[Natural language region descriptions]
[Start of Attachment]

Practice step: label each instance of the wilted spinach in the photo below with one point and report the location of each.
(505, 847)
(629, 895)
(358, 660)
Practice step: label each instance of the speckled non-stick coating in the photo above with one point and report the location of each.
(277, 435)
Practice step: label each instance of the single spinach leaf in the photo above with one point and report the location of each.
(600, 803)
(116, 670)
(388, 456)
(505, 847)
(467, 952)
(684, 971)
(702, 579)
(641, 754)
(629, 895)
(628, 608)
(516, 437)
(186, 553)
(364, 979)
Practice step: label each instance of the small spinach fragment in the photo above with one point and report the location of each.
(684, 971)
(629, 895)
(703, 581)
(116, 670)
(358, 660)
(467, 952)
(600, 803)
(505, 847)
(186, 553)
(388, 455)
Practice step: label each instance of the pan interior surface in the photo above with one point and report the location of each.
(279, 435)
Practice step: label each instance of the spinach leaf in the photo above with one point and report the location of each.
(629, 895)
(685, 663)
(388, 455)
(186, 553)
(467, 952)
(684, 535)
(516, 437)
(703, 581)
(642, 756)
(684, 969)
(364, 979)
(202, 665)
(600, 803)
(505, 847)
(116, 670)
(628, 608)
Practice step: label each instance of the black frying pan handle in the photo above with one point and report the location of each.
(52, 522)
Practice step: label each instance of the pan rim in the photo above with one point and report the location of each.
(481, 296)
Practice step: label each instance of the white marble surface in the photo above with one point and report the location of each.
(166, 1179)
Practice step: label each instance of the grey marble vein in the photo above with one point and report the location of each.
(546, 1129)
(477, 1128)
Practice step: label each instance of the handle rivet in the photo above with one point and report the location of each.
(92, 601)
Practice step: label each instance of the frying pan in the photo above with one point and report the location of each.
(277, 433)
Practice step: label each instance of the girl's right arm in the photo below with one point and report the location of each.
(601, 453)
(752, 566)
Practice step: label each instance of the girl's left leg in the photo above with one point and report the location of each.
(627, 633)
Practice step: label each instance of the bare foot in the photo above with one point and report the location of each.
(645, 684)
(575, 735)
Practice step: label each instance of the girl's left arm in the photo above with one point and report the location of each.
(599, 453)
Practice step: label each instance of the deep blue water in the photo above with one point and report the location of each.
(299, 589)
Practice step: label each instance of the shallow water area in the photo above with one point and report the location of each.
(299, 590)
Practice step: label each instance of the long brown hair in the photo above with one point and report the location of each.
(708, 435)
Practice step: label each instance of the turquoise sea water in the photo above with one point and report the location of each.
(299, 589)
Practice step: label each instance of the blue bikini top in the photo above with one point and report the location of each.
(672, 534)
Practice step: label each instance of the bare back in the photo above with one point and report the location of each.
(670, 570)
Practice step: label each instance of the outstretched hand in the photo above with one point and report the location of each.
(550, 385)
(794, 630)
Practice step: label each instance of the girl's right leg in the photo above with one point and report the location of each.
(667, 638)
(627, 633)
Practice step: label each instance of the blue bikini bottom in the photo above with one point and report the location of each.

[End of Attachment]

| Work instruction |
The response should contain each record above, retyped exactly.

| Task output |
Practice step: label each instance of the wilted spinach in the photo below with one point and report the location of each.
(505, 847)
(629, 895)
(358, 660)
Practice step: label each instance of the speckled non-stick coating in the photo above with one point and report the location of each.
(277, 435)
Practice step: label each instance of the single spinach leaf in the photo above with one point and report the location of each.
(600, 803)
(116, 670)
(388, 456)
(505, 847)
(467, 952)
(684, 971)
(702, 579)
(641, 754)
(629, 895)
(628, 608)
(516, 437)
(186, 553)
(364, 979)
Practice step: label each instance of the small spinach fragment in the photo above with one point and report the location of each.
(684, 971)
(629, 895)
(703, 581)
(116, 670)
(358, 660)
(467, 952)
(600, 803)
(505, 847)
(186, 553)
(388, 455)
Practice step: label each instance of the pan interior surface in the photo above with one point and report the location of each.
(279, 435)
Practice step: label each instance of the spinach leaf in the photo above with one point and report the location of each.
(629, 895)
(685, 663)
(388, 455)
(186, 553)
(467, 952)
(684, 535)
(516, 437)
(703, 581)
(642, 756)
(684, 969)
(364, 979)
(202, 665)
(600, 803)
(505, 847)
(116, 670)
(628, 608)
Practice step: label each instance of the black frying pan handle in the photo above with one point and report the location of each.
(52, 522)
Practice step: label each instance of the pan rim in the photo above with one point and report the location of each.
(481, 296)
Practice step: label each instance of the white marble surface in the photo above with one point and report the location of each.
(166, 1179)
Practice step: label each instance of the grey marble vein in the photo above with one point and report the location of each.
(546, 1129)
(477, 1128)
Practice step: label each instance of the handle rivet in the photo above with one point and report the location of each.
(92, 601)
Practice step: label each instance of the frying pan in the photo above with one point and report the location of each.
(277, 433)
Practice step: label each instance of the girl's right arm in the photo below with one point and report the location of each.
(601, 453)
(752, 566)
Practice step: label each instance of the girl's left leg in the photo above with one point and report the location of each.
(627, 633)
Practice step: label each instance of the bare foot in the photo above with one point and report the location of each.
(645, 684)
(575, 735)
Practice step: label each instance of the girl's left arm in the photo above with one point and report the location of each.
(599, 453)
Practice step: label each instance of the deep blue water in the photo above with one point and report the location of each.
(299, 589)
Practice step: label each instance of the shallow water area in the photo above with one point and report the location of each.
(299, 590)
Practice step: label each instance of the long brown hair in the photo above with one point and report the location of each.
(708, 435)
Practice step: label each instance of the turquoise sea water in the photo above with one point and report the location of each.
(299, 589)
Practice step: label each instance of the blue bikini top in the photo above with one point and report the location of each.
(672, 534)
Practice step: label each instance of the bare back in the photo above with one point and report the location of each.
(670, 570)
Practice step: label each instance of the outstretched hand in the photo above with one point and report the location of each.
(550, 385)
(794, 630)
Practice step: label each instance of the girl's right leg in the photo above with one point and report the location of each.
(667, 638)
(627, 633)
Practice step: label each instance of the blue bikini bottom in the photo above with one point and report the location of each.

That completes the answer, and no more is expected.